* **Parts of the exercise**
• A. In the text on the proposed fourth tax bracket, why are some counties missing from the map? Answer in one to three sentences.
• B. Continue the text on the proposed fourth tax bracket from its final sentence.

* **Text block**
▶

Six counties -- Cook, Kanabec, Lake of the Woods, Lincoln, Mahnomen and Red Lake -- counted 20 or fewer potential fourth bracketeers. The Revenue Department would not provide an exact count for those counties, so they don't show up on the map.

The data aren't perfect. They show 2010 figures with 41,612 returns from full-year taxpaying residents. Current estimates put the total number of prospective fourth bracket returns at 53,600, thanks mainly to growth in incomes between 2010 and 2013.

Revenue Department researchers, though, say the distribution in the 2010 county data is proportional to the geography of those who would be affected now.

Looking at the map, you'd be hard pressed to find any politician who'd pay much of a political price for supporting the fourth bracket.

While many Republicans might oppose the new tax tier for philosophical reason, they wouldn't suffer much backlash from the fourth bracket voting block.

◀

* **Information shown**
▶

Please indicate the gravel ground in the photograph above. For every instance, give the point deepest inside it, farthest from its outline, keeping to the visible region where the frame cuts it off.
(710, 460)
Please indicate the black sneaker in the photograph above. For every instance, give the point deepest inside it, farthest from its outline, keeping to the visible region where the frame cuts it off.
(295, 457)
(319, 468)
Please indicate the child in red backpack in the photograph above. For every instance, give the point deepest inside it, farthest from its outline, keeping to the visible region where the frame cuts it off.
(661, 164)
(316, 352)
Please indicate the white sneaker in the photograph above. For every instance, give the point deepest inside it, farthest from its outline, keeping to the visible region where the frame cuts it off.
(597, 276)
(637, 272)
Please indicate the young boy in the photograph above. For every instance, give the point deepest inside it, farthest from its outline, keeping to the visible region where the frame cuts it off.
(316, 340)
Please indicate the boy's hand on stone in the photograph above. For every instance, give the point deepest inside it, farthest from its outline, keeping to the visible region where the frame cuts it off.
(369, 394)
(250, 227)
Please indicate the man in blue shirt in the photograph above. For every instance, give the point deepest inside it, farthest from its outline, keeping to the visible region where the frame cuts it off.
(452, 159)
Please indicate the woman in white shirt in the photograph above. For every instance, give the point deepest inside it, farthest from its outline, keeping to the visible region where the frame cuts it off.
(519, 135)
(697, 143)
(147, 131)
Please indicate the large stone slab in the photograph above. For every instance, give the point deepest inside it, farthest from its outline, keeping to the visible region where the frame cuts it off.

◀

* **Per-task answers**
• A. Cook, Kanabec, Lake of the Woods, Lincoln, Mahnomen and Red Lake each counted 20 or fewer potential fourth-bracket taxpayers. The Revenue Department would not provide an exact count for those counties, so they don't show up on the map.

• B.
Poll numbers back that up. A recent KSTP / SurveyUSA poll found 65 percent of Minnesotans back Dayton's proposal for more taxes on the top 2 percent; 30 percent oppose it.

Here's one more way to look at the lopsided spread. In the map below, the reds denote counties with fewer than 300 tax returns that would fall in the new bracket. Yellow is for counties with 300 to 1,000 potentially affected while the green means more than 1,000 fourth bracketeers.

Again, if you're a state lawmaker, you might have serious philosophical and economic concerns about seeking another $1 billion every two years from the state's top 2 percent. Geographically, though, most lawmakers shouldn't have to think twice.